### WHAT THIS TASK INVOLVES
Please report each line of the data below that contains the word "floating".
|---|
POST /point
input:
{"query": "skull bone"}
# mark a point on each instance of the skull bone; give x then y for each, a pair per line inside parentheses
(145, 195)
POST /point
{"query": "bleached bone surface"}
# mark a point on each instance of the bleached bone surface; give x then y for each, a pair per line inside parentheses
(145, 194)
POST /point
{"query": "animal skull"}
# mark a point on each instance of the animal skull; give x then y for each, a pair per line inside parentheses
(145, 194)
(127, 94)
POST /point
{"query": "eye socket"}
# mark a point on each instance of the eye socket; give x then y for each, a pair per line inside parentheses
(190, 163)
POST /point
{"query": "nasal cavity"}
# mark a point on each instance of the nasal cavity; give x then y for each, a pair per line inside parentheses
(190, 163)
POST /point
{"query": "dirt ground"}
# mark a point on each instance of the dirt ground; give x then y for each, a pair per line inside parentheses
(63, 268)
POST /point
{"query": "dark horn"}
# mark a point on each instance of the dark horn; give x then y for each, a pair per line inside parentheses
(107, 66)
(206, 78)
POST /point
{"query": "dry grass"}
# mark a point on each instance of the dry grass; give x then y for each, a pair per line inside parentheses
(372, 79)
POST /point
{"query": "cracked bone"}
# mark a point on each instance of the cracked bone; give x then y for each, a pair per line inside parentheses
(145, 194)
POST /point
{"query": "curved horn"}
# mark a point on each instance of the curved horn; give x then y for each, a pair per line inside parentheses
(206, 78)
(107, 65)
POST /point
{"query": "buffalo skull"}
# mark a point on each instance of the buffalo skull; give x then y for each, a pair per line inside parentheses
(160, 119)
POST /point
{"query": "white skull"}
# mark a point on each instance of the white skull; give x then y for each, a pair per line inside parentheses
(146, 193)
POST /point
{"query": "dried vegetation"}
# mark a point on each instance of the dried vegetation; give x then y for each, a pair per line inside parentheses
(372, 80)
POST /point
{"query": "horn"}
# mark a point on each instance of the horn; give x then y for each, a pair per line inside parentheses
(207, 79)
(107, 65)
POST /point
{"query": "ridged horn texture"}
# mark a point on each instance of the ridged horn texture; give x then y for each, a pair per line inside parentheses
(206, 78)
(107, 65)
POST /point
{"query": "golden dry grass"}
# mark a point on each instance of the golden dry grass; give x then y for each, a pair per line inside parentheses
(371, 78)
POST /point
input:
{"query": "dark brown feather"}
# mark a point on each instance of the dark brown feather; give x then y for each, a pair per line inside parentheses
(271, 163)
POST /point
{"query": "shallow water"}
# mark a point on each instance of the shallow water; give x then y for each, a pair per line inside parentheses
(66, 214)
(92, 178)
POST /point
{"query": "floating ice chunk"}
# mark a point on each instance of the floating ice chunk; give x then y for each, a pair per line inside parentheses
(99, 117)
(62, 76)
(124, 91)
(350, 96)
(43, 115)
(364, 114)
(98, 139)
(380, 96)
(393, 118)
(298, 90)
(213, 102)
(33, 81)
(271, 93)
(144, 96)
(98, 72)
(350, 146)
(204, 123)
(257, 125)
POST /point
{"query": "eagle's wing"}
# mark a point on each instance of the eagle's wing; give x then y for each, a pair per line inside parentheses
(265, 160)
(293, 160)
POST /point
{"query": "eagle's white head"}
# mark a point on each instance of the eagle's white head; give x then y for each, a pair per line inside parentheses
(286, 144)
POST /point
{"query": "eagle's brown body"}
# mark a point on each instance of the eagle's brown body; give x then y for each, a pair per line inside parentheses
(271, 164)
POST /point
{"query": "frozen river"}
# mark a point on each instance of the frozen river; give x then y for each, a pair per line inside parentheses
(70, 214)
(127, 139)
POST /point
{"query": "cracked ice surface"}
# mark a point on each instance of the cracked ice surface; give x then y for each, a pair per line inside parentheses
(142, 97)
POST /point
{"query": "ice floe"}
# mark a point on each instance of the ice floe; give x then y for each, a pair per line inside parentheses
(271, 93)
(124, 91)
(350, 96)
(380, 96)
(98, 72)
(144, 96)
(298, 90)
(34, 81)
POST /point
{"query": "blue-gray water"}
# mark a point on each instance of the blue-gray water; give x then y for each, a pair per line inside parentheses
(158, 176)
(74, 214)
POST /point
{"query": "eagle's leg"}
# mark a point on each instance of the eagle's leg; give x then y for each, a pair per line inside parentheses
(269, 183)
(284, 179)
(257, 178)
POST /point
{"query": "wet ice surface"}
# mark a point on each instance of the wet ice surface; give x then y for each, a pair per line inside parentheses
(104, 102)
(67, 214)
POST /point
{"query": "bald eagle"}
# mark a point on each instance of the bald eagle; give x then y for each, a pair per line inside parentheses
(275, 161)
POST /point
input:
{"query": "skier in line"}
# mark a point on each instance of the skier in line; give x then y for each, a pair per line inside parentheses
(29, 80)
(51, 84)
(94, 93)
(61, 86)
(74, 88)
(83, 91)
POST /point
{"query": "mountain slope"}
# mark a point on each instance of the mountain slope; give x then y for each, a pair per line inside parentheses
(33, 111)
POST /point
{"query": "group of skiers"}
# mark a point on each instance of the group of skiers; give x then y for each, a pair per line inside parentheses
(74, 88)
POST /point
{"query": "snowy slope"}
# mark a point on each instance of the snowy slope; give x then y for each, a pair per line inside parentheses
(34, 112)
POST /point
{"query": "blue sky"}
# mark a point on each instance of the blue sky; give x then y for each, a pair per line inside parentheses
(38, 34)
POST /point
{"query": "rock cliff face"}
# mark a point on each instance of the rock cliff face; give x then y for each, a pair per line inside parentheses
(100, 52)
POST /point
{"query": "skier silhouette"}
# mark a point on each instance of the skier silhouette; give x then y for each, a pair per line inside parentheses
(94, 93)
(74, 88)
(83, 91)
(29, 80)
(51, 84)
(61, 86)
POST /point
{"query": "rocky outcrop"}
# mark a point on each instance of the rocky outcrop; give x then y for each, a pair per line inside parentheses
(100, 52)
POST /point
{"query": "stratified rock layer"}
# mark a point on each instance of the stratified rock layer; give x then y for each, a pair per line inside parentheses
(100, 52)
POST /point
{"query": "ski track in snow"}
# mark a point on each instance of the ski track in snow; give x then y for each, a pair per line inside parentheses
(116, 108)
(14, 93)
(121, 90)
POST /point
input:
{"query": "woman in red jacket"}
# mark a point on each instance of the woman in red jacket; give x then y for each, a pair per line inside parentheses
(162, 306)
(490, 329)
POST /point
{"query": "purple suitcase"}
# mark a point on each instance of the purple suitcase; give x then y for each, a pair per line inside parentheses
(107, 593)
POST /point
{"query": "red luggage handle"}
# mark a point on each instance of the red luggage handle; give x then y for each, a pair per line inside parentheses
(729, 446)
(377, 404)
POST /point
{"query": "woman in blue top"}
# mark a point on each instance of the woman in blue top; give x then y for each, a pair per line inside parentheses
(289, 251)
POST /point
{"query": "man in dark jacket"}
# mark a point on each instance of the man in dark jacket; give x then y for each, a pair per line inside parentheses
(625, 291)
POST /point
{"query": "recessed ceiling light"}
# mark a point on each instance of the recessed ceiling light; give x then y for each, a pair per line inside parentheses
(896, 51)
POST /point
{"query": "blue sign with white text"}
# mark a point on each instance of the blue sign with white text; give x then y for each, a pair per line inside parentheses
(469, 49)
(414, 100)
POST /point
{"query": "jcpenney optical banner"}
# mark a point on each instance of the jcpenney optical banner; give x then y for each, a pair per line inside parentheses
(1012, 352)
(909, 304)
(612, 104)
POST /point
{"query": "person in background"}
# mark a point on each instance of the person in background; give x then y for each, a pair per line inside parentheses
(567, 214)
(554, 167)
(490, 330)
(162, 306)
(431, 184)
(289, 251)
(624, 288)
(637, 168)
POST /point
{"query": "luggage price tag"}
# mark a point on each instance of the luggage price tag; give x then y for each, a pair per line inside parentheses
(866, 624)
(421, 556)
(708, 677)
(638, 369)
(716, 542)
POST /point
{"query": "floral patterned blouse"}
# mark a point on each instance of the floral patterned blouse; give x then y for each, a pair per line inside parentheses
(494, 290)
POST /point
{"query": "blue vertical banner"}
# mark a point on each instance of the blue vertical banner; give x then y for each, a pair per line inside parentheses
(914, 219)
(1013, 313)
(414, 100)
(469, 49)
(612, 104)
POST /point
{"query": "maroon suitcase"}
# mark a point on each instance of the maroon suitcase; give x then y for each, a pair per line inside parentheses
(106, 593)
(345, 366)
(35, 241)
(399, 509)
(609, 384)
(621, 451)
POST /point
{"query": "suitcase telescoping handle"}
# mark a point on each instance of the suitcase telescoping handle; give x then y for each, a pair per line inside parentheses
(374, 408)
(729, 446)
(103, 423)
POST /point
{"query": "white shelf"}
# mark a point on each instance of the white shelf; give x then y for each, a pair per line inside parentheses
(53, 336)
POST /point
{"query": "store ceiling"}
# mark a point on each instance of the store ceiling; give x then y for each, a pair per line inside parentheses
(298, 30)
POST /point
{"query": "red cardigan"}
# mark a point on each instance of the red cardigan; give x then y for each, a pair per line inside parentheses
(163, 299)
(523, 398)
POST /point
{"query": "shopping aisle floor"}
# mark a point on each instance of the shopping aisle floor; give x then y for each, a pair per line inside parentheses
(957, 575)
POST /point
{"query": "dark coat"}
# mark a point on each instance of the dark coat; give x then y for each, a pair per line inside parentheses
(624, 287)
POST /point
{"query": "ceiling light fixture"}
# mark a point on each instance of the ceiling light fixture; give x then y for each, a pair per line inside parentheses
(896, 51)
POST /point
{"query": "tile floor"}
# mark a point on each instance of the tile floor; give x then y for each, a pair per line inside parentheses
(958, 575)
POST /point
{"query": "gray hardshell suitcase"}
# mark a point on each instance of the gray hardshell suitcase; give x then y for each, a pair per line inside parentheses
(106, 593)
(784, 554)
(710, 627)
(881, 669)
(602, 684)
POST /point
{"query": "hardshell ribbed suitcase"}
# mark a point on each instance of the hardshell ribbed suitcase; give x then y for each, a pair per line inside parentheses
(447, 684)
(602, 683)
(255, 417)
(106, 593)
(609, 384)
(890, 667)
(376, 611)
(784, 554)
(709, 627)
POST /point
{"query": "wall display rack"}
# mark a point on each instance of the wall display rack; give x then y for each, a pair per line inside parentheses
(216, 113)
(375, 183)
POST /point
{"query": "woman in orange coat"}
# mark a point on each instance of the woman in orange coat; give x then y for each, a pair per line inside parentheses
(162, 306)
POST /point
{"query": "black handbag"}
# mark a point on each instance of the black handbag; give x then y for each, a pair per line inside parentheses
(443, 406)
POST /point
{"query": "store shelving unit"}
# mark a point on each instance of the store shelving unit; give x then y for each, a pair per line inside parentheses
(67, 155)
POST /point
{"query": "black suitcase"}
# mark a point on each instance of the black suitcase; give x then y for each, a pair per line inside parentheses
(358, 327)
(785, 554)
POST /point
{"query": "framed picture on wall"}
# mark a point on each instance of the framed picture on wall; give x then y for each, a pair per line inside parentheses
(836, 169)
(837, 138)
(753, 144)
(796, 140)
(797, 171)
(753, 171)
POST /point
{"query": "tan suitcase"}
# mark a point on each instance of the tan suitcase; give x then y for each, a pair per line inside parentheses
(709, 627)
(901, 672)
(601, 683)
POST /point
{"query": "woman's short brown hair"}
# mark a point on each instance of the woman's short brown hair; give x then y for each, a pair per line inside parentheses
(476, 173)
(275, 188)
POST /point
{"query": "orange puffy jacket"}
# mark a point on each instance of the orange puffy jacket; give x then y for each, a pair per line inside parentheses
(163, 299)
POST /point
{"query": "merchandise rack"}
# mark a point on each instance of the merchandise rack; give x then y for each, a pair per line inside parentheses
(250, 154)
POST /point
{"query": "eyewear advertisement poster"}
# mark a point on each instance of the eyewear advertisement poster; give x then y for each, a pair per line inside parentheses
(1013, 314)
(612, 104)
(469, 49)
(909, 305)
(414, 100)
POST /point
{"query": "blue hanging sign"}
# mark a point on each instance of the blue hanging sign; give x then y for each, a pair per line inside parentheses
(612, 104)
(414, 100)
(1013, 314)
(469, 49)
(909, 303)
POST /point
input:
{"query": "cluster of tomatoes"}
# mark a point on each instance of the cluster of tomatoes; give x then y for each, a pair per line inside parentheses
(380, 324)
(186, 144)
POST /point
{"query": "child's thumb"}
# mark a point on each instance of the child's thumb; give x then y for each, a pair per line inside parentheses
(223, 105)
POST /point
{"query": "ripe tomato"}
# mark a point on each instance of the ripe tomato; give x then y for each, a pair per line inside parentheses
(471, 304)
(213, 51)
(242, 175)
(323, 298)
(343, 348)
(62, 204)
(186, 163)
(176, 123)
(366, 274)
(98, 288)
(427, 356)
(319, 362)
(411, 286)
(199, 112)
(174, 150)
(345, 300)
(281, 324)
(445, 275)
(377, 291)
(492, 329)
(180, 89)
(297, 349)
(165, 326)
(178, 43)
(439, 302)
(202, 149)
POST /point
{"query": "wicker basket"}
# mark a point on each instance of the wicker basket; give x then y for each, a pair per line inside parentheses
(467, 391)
|---|
### RESULT
{"query": "floating ice chunk"}
# mark a point on each instance of the floating ice chunk; give x then y for each, a pair per line inside parentheses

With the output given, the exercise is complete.